What to work on
Rewrite all the records below, putting "Outline" wherever "Trace" appears and leaving everything else unchanged.

The records
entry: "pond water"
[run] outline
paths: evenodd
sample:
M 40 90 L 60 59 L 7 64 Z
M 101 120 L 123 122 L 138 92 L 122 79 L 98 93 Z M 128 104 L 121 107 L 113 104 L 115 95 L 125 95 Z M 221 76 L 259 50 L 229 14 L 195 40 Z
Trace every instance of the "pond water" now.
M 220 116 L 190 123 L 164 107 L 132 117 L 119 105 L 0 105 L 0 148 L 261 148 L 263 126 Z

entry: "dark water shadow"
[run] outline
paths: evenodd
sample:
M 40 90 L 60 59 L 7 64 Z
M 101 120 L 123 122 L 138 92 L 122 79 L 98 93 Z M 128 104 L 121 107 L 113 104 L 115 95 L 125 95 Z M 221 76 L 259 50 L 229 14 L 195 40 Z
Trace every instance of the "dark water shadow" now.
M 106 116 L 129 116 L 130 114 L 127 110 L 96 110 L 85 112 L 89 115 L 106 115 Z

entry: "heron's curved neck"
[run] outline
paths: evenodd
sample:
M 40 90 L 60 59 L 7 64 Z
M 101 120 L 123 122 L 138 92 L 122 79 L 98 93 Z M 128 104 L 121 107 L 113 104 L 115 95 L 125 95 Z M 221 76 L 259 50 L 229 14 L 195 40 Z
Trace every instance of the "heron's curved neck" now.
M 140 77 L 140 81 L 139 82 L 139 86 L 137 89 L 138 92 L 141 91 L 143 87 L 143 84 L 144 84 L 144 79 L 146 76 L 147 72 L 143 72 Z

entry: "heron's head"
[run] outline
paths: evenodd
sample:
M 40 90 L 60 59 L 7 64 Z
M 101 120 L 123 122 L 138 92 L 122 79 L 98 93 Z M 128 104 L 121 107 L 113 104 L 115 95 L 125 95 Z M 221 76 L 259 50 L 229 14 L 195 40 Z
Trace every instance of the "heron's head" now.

Exercise result
entry: "pond water"
[run] outline
paths: evenodd
sample:
M 40 90 L 60 59 L 7 64 Z
M 101 120 L 123 122 L 138 92 L 122 79 L 98 93 Z M 128 104 L 121 107 L 113 104 L 115 95 L 125 95 Z M 221 76 L 259 50 L 229 14 L 195 40 Z
Outline every instance of the "pond water" now.
M 220 116 L 190 123 L 164 107 L 132 117 L 119 105 L 0 105 L 0 148 L 261 148 L 263 126 Z

entry: "dark water shadow"
[run] outline
paths: evenodd
sample:
M 40 90 L 60 59 L 7 64 Z
M 101 120 L 123 122 L 138 92 L 122 79 L 98 93 Z M 128 104 L 121 107 L 113 104 L 115 95 L 125 95 Z M 221 76 L 259 50 L 229 14 L 195 40 Z
Outline every instance of the "dark water shadow" now.
M 106 116 L 129 116 L 130 114 L 127 110 L 96 110 L 85 112 L 89 115 L 106 115 Z

entry: "heron's curved neck"
[run] outline
paths: evenodd
sample:
M 40 90 L 60 59 L 7 64 Z
M 101 120 L 123 122 L 138 92 L 122 79 L 98 93 Z M 128 104 L 121 107 L 113 104 L 115 95 L 125 95 Z M 221 76 L 259 50 L 229 14 L 195 40 Z
Outline every instance of the "heron's curved neck" now.
M 140 77 L 140 81 L 139 82 L 139 86 L 137 89 L 138 92 L 141 91 L 143 87 L 143 84 L 144 84 L 144 79 L 146 76 L 147 72 L 143 72 Z

entry: "heron's head"
[run] outline
paths: evenodd
sample:
M 40 90 L 60 59 L 7 64 Z
M 101 120 L 123 122 L 138 92 L 122 79 L 98 93 Z M 128 104 L 121 107 L 113 104 L 115 95 L 125 95 Z M 221 76 L 259 50 L 229 14 L 195 40 Z
Outline every instance of the "heron's head" now.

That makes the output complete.